====== Selected excerpt

Benchmarking Off-The-Shelf Sentiment Analysis

ZhongTr0n
Towards Data Science
9 min readMar 8, 2020

--

Source: https://pixabay.com/

Introduction

Power BI is increasingly adding and facilitating AI capabilities; One of the capabilities the in the area of text analysis is sentiment scoring. For those not familiar, the idea is very simple. You feed some text to the pretrained model and it will spit out a score ranging from 0 to 1, with 0 being highly negative and 1 being positive. In other words a text like “What a great amazing product” should return a high value (closer to 1) and a text like “Terrible, bad experience” should return a value approximating 0.

Whereas before, you had to have some semblance of coding skills in addition to being familiar with the basics of NLP, today a greater array of platforms are offering “off the shelf” solutions, where all you have to do is click a few buttons.

Power BI is one of those solutions. Using this tutorial, you can try it for yourself under the condition that you have Power BI Premium capacity.

Source: https://docs.microsoft.com/en-us/power-bi/desktop-ai-insights

The Experiment

Setup

As I was curious about the performance of Power BI’s sentiment analysis, I came up with a very basic experiment to test it, which was to compare the sentiment analysis from comments with the actual rating the author gave. I went looking for a dataset of product reviews containing both a review as a string as a numerical rating.

The idea was to make Power BI generate a rating on the review the author wrote and compare it with the actual score given by the user. My hypothesis was that the user’s score reflects the actual sentiment of the comment that he or she wrote.

Methodology

There are many ways to evaluate the performance of AI models. The methods vary greatly on the type of data and interpretation you would like to obtain. For this test, I opted for root mean squared error or simply RMSE.

The RMSE is often used to test the performance of quantitative predictions. It basically comes down to a model that analyses the error for each observation. By squaring the difference, larger errors will receive a larger penalization. For interpretation, a lower RMSE indicates better performance of the model.

============
====== Data section

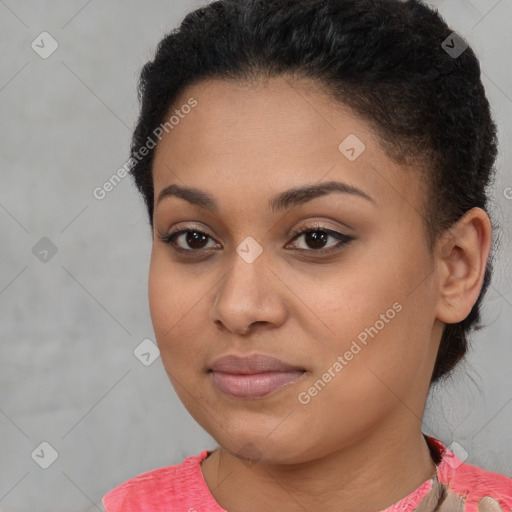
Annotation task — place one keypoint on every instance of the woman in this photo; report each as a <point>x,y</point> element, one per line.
<point>315,175</point>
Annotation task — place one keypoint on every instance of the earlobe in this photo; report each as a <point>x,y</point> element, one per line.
<point>462,254</point>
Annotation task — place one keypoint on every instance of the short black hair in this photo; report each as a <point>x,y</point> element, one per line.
<point>388,60</point>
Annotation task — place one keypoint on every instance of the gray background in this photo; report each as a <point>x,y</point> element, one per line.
<point>69,325</point>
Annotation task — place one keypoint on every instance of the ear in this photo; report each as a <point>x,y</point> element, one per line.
<point>461,259</point>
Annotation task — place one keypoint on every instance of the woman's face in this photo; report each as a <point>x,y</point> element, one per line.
<point>351,305</point>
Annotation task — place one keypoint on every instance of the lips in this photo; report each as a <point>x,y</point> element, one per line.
<point>253,376</point>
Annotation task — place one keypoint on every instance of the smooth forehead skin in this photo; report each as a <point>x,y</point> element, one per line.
<point>249,141</point>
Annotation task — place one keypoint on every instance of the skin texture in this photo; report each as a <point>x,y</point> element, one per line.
<point>357,444</point>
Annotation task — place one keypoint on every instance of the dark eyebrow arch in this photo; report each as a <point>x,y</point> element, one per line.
<point>281,201</point>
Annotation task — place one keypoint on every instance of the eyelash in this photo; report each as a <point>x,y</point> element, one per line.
<point>343,239</point>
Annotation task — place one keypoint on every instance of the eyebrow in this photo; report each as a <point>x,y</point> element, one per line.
<point>282,201</point>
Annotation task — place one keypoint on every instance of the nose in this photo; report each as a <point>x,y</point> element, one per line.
<point>249,295</point>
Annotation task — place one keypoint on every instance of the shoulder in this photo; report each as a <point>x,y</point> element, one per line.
<point>481,490</point>
<point>159,489</point>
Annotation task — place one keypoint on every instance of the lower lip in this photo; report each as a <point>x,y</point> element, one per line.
<point>253,385</point>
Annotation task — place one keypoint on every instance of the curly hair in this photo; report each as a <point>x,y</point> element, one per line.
<point>385,59</point>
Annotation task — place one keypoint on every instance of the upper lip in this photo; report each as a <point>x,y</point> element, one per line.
<point>254,363</point>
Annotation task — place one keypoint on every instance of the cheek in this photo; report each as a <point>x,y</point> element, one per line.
<point>174,306</point>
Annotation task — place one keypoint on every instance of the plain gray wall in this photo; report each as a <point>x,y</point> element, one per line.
<point>69,325</point>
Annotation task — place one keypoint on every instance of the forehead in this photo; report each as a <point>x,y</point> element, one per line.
<point>279,132</point>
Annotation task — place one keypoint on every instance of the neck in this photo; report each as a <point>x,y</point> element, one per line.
<point>371,474</point>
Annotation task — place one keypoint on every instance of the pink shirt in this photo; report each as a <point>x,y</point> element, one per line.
<point>460,487</point>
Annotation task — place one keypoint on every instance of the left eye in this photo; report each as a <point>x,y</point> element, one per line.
<point>315,238</point>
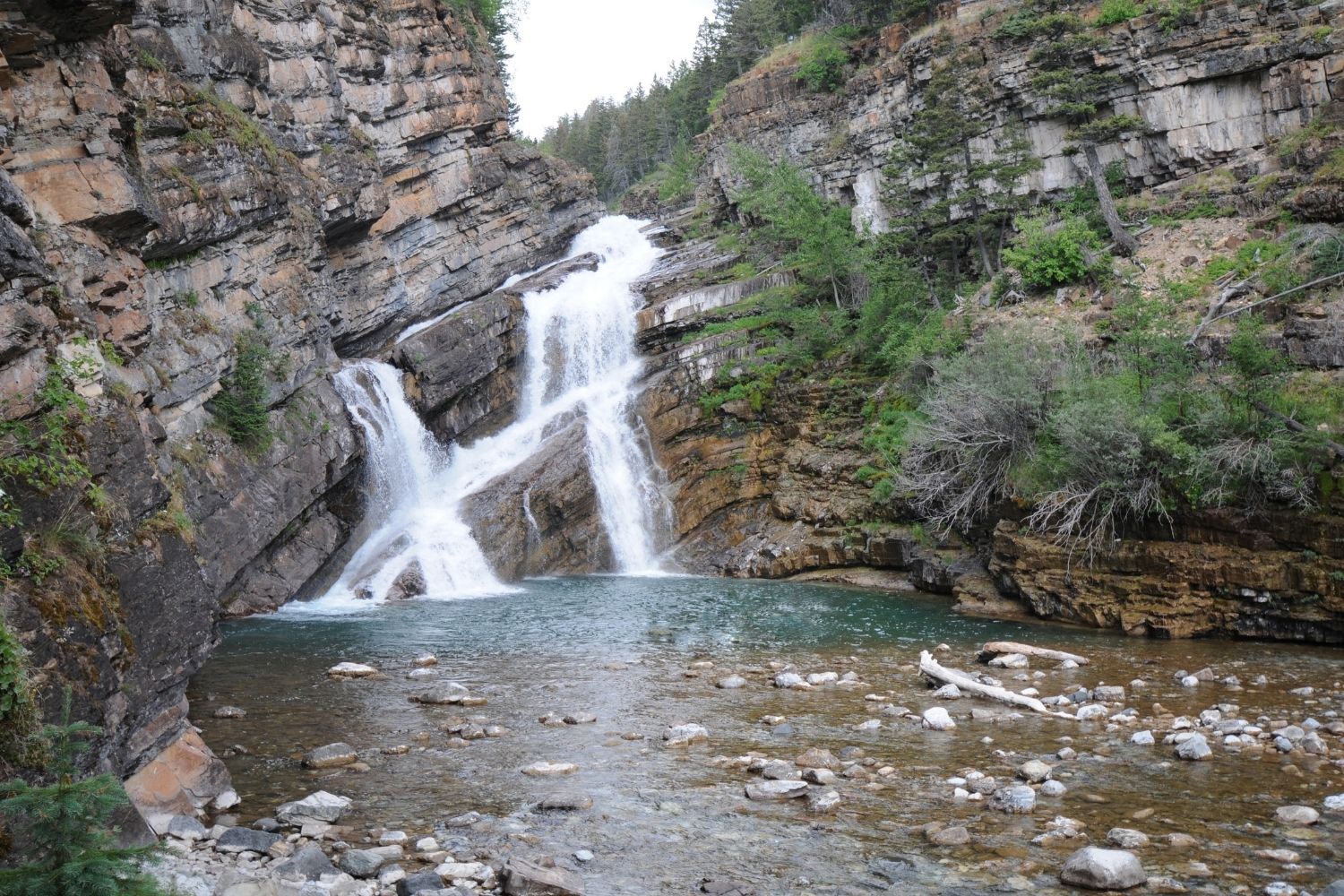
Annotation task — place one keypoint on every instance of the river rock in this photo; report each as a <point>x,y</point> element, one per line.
<point>351,670</point>
<point>823,777</point>
<point>245,840</point>
<point>937,719</point>
<point>1126,839</point>
<point>185,828</point>
<point>1193,748</point>
<point>566,801</point>
<point>524,877</point>
<point>817,758</point>
<point>823,801</point>
<point>1013,799</point>
<point>322,807</point>
<point>365,863</point>
<point>953,836</point>
<point>425,882</point>
<point>309,863</point>
<point>766,790</point>
<point>550,769</point>
<point>1094,868</point>
<point>1297,815</point>
<point>685,735</point>
<point>331,756</point>
<point>446,692</point>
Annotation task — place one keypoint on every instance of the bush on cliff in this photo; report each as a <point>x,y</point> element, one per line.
<point>1096,444</point>
<point>242,405</point>
<point>66,828</point>
<point>1051,254</point>
<point>18,708</point>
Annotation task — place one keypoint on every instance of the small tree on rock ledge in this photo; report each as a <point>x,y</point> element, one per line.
<point>66,828</point>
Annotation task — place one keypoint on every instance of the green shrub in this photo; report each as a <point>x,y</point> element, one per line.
<point>67,829</point>
<point>1051,254</point>
<point>18,708</point>
<point>1117,11</point>
<point>823,67</point>
<point>42,452</point>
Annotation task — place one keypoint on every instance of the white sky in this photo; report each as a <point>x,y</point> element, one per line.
<point>573,51</point>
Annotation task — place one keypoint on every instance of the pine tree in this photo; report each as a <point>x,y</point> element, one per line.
<point>66,828</point>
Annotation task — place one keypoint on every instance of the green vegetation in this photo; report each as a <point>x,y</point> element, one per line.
<point>43,452</point>
<point>823,67</point>
<point>18,707</point>
<point>949,199</point>
<point>242,405</point>
<point>67,836</point>
<point>1051,254</point>
<point>150,61</point>
<point>621,142</point>
<point>1094,443</point>
<point>1117,11</point>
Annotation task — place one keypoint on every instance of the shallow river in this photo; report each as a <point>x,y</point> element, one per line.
<point>664,820</point>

============

_What this exercise asks:_
1: Which evaluation metric does the Power BI sentiment article use for its test?
2: Return the passage of the Power BI sentiment article starting at "Benchmarking Off-The-Shelf Sentiment" and ending at "value approximating 0.".
The data has no role in what you are asked to do here.

_In response:_
1: Root mean squared error (RMSE).

2:
Benchmarking Off-The-Shelf Sentiment Analysis

ZhongTr0n
Towards Data Science
9 min readMar 8, 2020

--

Source: https://pixabay.com/

Introduction

Power BI is increasingly adding and facilitating AI capabilities; One of the capabilities the in the area of text analysis is sentiment scoring. For those not familiar, the idea is very simple. You feed some text to the pretrained model and it will spit out a score ranging from 0 to 1, with 0 being highly negative and 1 being positive. In other words a text like “What a great amazing product” should return a high value (closer to 1) and a text like “Terrible, bad experience” should return a value approximating 0.